TASK TO CARRY OUT:
The required output is the line that contains "Target: distant high-rise building" and every line after it, each written out exactly, up to the end of the entries.

Saved entries:
>>
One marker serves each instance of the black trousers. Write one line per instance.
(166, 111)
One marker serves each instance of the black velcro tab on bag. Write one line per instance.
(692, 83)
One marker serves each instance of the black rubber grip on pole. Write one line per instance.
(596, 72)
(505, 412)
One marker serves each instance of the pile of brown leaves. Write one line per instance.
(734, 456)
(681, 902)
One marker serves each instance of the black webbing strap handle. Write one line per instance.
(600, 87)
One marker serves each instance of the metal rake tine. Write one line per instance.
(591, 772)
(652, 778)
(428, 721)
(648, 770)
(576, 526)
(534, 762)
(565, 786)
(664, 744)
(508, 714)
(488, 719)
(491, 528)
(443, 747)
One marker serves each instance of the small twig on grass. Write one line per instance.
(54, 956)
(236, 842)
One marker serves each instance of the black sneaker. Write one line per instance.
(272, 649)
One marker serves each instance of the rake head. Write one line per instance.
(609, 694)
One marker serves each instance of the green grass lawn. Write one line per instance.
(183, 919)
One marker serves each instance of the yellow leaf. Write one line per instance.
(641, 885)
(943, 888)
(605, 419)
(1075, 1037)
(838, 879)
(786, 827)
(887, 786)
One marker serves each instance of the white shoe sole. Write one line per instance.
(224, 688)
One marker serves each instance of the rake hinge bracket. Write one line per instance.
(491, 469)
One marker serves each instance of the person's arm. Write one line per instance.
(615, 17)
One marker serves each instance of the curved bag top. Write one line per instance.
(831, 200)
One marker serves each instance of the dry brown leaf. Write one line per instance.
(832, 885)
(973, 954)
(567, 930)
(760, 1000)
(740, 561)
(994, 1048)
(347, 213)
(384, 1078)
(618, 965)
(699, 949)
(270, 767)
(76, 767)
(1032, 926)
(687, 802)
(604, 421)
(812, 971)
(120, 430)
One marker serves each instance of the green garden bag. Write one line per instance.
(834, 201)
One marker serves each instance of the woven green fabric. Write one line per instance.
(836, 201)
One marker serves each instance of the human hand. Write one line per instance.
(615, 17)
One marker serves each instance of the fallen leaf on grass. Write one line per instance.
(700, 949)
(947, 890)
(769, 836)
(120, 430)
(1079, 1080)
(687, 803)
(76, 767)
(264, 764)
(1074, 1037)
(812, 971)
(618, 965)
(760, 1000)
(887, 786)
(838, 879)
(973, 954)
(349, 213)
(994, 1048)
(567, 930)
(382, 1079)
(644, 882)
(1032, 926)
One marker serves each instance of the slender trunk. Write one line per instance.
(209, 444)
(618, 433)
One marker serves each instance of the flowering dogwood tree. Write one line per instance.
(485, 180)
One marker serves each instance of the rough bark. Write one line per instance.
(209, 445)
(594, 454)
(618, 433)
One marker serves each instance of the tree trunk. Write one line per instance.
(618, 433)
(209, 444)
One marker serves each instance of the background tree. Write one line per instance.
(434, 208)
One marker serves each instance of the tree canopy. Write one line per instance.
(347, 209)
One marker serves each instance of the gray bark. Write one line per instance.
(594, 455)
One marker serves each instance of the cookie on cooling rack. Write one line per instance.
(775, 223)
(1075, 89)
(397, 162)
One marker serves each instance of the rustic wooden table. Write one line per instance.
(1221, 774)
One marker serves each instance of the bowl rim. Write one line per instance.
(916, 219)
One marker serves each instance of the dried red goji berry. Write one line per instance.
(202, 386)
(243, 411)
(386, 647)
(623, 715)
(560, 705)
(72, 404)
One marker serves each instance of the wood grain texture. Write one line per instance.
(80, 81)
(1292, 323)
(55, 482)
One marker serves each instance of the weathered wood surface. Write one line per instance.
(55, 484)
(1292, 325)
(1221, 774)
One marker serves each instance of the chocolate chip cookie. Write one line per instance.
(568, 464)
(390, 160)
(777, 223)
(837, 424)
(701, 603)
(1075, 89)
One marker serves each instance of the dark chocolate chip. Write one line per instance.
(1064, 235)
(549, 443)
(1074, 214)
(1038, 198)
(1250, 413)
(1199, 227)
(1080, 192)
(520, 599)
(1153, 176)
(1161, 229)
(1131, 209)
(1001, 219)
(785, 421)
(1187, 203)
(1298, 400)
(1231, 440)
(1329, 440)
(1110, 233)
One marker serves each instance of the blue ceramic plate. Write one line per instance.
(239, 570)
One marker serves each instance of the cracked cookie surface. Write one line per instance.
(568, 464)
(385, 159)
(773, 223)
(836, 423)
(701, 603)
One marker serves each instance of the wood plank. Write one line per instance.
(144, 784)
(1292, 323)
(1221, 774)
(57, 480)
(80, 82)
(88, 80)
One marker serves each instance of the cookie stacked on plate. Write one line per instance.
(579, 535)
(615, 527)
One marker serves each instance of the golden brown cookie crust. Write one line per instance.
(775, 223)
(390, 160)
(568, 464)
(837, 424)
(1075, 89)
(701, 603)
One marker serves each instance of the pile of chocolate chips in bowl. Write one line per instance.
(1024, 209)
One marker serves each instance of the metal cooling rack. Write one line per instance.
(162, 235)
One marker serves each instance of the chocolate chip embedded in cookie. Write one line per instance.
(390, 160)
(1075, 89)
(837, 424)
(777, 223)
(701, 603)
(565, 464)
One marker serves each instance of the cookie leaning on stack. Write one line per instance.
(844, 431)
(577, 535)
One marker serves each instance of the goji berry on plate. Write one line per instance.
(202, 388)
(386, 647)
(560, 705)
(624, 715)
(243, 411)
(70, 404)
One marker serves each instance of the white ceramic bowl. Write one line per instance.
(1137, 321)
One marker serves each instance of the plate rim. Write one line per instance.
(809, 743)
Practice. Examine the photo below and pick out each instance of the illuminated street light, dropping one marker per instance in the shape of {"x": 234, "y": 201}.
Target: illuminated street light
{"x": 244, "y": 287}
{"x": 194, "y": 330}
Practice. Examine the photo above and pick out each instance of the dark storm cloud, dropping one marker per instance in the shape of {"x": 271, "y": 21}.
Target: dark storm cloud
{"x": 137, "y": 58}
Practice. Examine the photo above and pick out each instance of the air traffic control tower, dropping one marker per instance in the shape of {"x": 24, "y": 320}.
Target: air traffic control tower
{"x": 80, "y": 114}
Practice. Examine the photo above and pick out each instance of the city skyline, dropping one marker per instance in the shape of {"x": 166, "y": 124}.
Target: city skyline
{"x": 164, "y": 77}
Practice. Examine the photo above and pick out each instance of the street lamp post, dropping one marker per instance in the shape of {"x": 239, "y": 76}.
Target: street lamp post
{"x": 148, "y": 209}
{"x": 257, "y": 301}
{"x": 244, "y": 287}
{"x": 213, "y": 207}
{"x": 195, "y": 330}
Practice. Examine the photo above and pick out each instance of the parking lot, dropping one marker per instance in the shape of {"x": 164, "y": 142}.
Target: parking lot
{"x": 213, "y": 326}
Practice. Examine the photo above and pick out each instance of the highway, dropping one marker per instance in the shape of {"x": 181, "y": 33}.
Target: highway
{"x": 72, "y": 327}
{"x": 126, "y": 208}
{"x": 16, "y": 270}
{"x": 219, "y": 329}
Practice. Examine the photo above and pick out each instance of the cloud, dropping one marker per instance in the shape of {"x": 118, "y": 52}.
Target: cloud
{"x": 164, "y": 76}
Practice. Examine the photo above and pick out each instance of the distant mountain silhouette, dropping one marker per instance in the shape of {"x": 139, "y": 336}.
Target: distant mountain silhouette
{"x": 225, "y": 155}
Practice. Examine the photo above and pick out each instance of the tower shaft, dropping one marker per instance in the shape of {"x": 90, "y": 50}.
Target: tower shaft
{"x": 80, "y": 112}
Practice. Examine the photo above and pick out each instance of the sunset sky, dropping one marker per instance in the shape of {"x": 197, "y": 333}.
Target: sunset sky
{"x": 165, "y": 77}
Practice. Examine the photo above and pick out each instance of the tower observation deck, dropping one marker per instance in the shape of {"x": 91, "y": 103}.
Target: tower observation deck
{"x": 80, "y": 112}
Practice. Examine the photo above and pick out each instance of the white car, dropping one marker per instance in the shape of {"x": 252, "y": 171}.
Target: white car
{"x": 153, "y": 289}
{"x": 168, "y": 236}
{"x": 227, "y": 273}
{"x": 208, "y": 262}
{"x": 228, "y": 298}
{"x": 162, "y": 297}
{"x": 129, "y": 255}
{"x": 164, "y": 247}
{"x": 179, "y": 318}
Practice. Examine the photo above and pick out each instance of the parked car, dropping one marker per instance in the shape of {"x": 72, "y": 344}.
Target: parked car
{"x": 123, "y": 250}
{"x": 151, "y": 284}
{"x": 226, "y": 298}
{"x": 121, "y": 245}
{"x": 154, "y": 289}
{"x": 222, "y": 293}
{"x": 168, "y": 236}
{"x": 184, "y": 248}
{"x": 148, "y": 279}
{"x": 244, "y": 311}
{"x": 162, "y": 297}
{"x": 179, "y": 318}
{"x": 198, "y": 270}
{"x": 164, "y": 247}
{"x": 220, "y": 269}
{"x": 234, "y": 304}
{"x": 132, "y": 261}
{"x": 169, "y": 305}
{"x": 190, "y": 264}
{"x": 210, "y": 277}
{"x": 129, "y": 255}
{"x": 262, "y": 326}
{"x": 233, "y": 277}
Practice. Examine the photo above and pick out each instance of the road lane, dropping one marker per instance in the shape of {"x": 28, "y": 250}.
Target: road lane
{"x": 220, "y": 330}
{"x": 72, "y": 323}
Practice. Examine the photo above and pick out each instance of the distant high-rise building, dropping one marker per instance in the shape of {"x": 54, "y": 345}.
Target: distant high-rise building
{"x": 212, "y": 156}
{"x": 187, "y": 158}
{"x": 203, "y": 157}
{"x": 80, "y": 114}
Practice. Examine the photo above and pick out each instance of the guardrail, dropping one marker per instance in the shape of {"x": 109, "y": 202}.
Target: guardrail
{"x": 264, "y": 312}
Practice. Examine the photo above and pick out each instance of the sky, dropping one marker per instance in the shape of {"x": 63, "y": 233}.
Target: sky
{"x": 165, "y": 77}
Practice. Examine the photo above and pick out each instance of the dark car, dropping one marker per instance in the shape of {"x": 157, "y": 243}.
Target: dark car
<<
ANSWER SECTION:
Target: distant high-rise building
{"x": 212, "y": 156}
{"x": 187, "y": 158}
{"x": 203, "y": 157}
{"x": 80, "y": 114}
Practice. Examine the photo above and pick out each instance of the guardrail, dropping one marker per instance in the shape of {"x": 109, "y": 202}.
Target: guardrail
{"x": 264, "y": 312}
Practice. Examine the photo above and pick out each instance of the sky, dropping one marker per instance in the shape of {"x": 63, "y": 233}.
Target: sky
{"x": 165, "y": 77}
Practice. Examine the photo above and pick out each instance of the dark car, dropping one marker per instance in the shape of {"x": 157, "y": 243}.
Target: dark car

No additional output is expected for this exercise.